### Your objective
Pull out each line of the records below that contains the word "green".

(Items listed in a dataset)
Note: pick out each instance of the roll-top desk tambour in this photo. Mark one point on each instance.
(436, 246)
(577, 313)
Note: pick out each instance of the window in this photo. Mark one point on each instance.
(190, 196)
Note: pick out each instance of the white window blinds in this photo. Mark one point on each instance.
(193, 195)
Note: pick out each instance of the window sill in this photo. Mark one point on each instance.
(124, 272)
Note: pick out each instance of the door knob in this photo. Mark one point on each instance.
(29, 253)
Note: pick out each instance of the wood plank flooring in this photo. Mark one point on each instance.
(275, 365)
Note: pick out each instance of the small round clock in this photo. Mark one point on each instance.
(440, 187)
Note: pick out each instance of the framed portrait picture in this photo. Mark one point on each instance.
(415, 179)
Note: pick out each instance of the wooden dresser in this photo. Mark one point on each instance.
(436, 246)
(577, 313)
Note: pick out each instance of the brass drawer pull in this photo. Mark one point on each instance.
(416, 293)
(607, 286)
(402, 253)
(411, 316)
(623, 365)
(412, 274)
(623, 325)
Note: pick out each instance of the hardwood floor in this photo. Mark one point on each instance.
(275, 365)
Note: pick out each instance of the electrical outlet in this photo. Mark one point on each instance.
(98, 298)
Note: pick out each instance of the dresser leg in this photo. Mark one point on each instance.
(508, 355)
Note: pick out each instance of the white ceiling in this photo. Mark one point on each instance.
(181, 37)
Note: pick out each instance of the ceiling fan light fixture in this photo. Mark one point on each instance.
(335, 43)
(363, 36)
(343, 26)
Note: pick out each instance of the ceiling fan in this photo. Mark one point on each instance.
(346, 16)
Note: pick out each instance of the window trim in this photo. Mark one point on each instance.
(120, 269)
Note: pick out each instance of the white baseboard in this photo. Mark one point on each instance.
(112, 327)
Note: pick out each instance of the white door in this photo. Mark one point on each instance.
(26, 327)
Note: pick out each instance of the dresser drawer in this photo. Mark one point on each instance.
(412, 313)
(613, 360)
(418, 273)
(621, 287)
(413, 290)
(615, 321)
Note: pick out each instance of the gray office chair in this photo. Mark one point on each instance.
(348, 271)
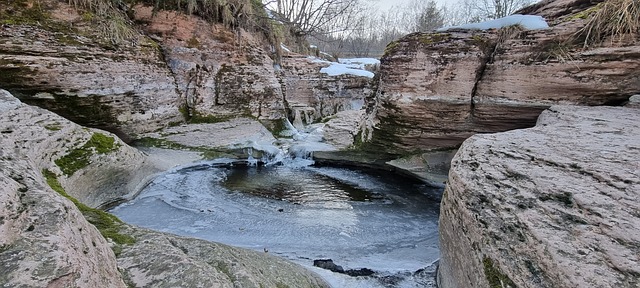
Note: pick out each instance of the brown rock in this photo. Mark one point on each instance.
(71, 70)
(437, 89)
(549, 206)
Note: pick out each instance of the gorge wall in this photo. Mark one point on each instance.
(437, 89)
(172, 67)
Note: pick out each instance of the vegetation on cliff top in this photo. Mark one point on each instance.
(611, 20)
(108, 224)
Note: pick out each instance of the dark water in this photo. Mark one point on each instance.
(360, 219)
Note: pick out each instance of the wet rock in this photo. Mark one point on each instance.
(634, 102)
(328, 264)
(342, 128)
(217, 78)
(75, 154)
(44, 240)
(163, 260)
(359, 272)
(549, 206)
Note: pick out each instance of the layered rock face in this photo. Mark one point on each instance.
(550, 206)
(64, 66)
(311, 95)
(223, 73)
(191, 70)
(437, 89)
(163, 260)
(44, 240)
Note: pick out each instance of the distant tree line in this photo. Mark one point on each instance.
(354, 28)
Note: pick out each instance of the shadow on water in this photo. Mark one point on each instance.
(360, 218)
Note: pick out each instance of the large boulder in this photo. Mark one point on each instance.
(550, 206)
(163, 260)
(59, 61)
(44, 240)
(437, 89)
(94, 166)
(52, 169)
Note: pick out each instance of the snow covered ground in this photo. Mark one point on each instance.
(530, 22)
(350, 66)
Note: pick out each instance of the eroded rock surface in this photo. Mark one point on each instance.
(44, 240)
(437, 89)
(550, 206)
(163, 260)
(94, 166)
(64, 66)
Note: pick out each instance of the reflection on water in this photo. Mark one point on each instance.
(299, 186)
(383, 222)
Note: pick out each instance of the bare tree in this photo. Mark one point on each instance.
(480, 10)
(428, 16)
(317, 16)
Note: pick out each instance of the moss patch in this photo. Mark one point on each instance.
(53, 127)
(108, 224)
(80, 157)
(495, 277)
(197, 118)
(431, 38)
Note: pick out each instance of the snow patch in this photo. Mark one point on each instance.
(530, 22)
(336, 69)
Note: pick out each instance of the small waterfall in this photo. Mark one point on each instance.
(296, 151)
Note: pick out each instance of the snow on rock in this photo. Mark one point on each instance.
(336, 69)
(531, 22)
(360, 63)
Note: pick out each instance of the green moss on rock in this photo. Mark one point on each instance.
(108, 224)
(495, 277)
(79, 158)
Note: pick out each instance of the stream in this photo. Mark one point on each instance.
(359, 219)
(363, 220)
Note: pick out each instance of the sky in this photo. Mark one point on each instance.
(386, 4)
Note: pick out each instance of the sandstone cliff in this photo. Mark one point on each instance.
(170, 67)
(550, 206)
(51, 169)
(437, 89)
(53, 57)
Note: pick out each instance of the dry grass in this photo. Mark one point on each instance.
(112, 23)
(613, 20)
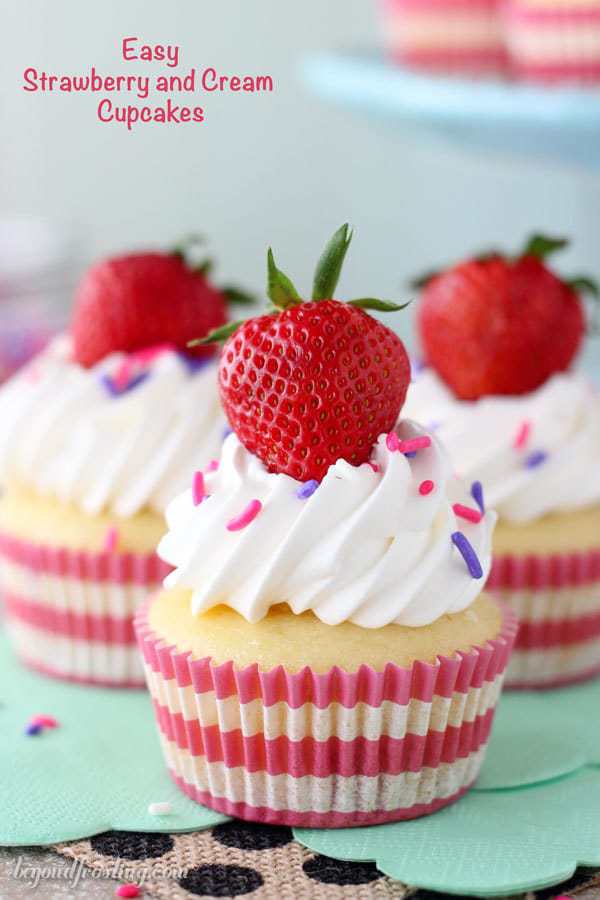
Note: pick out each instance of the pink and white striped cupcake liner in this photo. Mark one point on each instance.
(557, 601)
(446, 35)
(69, 613)
(333, 750)
(554, 43)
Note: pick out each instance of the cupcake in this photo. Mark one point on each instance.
(555, 40)
(500, 337)
(99, 433)
(322, 653)
(447, 35)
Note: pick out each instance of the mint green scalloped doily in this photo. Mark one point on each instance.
(533, 816)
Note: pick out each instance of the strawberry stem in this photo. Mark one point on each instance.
(542, 246)
(280, 289)
(329, 267)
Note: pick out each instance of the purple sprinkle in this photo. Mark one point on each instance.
(536, 459)
(33, 728)
(477, 495)
(468, 554)
(195, 363)
(115, 391)
(307, 489)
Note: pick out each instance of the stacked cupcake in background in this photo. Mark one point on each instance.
(448, 35)
(554, 40)
(99, 433)
(500, 336)
(548, 41)
(322, 654)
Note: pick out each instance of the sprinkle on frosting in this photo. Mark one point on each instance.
(111, 539)
(522, 435)
(244, 518)
(413, 444)
(465, 549)
(392, 442)
(535, 459)
(307, 489)
(198, 489)
(465, 512)
(477, 495)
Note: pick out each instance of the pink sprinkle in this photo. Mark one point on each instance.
(198, 490)
(392, 442)
(44, 721)
(522, 435)
(127, 890)
(413, 444)
(110, 540)
(249, 514)
(465, 512)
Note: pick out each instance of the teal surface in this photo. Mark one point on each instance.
(533, 816)
(558, 124)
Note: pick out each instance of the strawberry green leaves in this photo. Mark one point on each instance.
(329, 267)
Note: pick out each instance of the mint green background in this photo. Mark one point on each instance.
(534, 815)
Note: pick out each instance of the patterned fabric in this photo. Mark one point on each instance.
(258, 861)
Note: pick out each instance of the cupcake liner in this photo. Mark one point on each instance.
(461, 35)
(557, 601)
(329, 750)
(69, 613)
(554, 44)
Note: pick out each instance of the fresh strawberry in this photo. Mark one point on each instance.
(132, 302)
(496, 325)
(313, 382)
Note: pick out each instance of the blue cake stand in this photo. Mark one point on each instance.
(556, 124)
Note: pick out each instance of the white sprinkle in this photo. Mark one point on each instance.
(160, 809)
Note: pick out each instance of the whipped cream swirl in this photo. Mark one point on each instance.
(367, 545)
(125, 434)
(535, 454)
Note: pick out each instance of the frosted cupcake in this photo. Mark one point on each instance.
(99, 433)
(447, 35)
(555, 40)
(322, 653)
(489, 328)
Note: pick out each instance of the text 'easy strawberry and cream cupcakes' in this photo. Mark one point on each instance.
(500, 335)
(322, 653)
(99, 433)
(446, 35)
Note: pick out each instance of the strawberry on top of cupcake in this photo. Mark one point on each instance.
(118, 412)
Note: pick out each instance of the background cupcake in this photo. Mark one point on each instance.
(555, 40)
(449, 35)
(99, 433)
(321, 654)
(500, 336)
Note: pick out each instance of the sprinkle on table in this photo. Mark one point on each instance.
(163, 808)
(467, 552)
(111, 539)
(244, 518)
(127, 890)
(535, 459)
(198, 489)
(477, 495)
(465, 512)
(307, 489)
(522, 435)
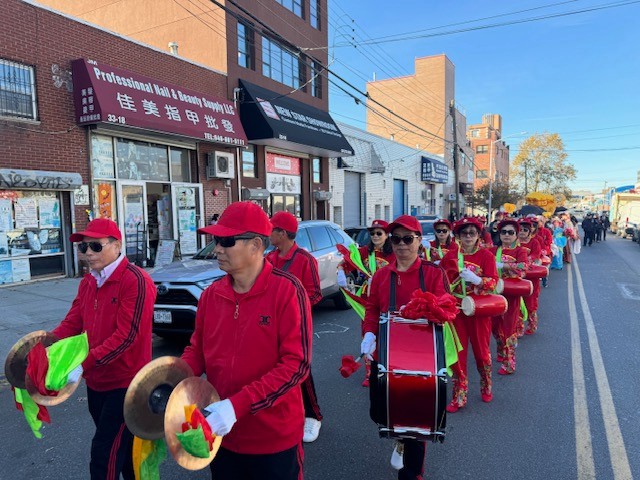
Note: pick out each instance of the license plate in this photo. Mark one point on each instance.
(161, 316)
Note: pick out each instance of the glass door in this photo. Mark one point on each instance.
(187, 216)
(133, 220)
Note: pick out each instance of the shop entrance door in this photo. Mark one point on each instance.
(133, 220)
(187, 204)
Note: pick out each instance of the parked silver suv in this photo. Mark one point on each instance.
(181, 283)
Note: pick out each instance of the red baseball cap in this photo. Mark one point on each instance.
(463, 222)
(406, 221)
(239, 218)
(379, 224)
(286, 221)
(98, 228)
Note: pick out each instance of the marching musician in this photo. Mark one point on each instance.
(511, 261)
(288, 257)
(114, 305)
(471, 269)
(252, 338)
(443, 242)
(408, 272)
(534, 252)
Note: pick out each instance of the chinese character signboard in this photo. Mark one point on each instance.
(105, 94)
(433, 171)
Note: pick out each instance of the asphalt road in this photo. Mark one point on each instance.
(570, 411)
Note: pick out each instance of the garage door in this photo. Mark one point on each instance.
(352, 198)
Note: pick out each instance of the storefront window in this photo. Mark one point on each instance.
(180, 165)
(31, 241)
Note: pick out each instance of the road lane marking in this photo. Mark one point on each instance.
(617, 450)
(584, 449)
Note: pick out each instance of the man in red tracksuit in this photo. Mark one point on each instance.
(407, 268)
(289, 257)
(114, 306)
(253, 340)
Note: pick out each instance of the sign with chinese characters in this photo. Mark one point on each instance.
(433, 171)
(105, 94)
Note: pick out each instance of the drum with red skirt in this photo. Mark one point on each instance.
(409, 381)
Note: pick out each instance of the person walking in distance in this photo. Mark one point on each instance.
(288, 257)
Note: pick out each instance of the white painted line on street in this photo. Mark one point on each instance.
(617, 450)
(584, 449)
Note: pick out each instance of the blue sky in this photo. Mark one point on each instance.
(577, 75)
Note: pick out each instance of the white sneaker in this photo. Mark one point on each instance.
(396, 457)
(311, 430)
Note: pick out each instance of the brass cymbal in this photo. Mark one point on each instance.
(148, 394)
(15, 366)
(193, 390)
(50, 400)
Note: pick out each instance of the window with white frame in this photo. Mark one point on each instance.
(17, 90)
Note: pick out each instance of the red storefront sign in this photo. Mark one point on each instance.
(277, 163)
(105, 94)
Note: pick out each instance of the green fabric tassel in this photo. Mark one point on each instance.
(194, 443)
(64, 356)
(30, 410)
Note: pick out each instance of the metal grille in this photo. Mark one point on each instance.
(17, 90)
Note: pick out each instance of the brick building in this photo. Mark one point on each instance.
(110, 151)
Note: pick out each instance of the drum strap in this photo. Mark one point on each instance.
(392, 288)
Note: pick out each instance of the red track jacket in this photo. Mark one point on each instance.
(256, 349)
(118, 320)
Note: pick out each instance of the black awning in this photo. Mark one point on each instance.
(272, 119)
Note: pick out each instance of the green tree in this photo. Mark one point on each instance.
(541, 166)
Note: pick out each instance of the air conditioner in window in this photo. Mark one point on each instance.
(220, 165)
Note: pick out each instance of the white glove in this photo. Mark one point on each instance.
(368, 345)
(468, 276)
(75, 375)
(342, 278)
(222, 417)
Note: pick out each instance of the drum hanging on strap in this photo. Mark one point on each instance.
(517, 287)
(409, 383)
(484, 305)
(536, 271)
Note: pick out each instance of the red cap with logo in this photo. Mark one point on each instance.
(379, 224)
(463, 222)
(286, 221)
(406, 221)
(239, 218)
(98, 228)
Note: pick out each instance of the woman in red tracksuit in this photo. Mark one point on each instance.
(471, 269)
(534, 252)
(511, 261)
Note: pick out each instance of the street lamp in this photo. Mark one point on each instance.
(491, 169)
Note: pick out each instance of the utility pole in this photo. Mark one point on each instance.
(456, 173)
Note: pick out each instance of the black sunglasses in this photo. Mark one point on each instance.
(228, 242)
(407, 239)
(94, 246)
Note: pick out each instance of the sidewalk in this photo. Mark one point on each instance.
(33, 306)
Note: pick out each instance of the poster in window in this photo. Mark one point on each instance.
(49, 213)
(6, 220)
(26, 213)
(6, 275)
(102, 156)
(20, 270)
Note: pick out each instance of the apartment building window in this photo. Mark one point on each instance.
(316, 80)
(17, 90)
(245, 46)
(314, 13)
(281, 65)
(293, 5)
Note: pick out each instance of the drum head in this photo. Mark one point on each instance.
(192, 390)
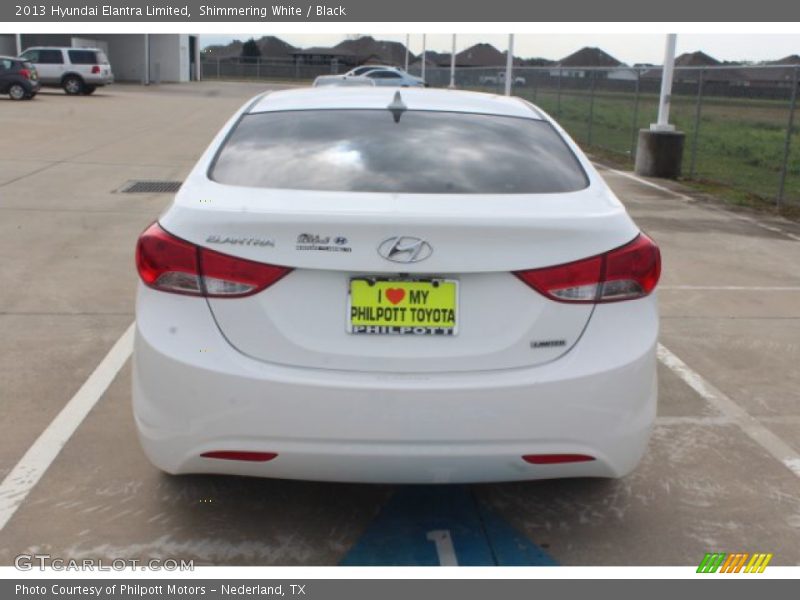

### Output for this exercise
Note: pick out each instance of the green moss on rock in this photo. Mark one point on each instance.
Note: pick out each instance of the mint green scalloped doily in this photo. Mark one point on each instance.
Note: pick out each instance of the strawberry green leaves in this photo. Mark one point on each instance.
Note: pick out each instance of the mint green background in this photo. Mark one point on each instance.
Note: pick out each instance of the green fabric tassel in this photo. Mark one point on each instance.
Note: pick out each instance of the green tree in this photo. Mark one point on each instance.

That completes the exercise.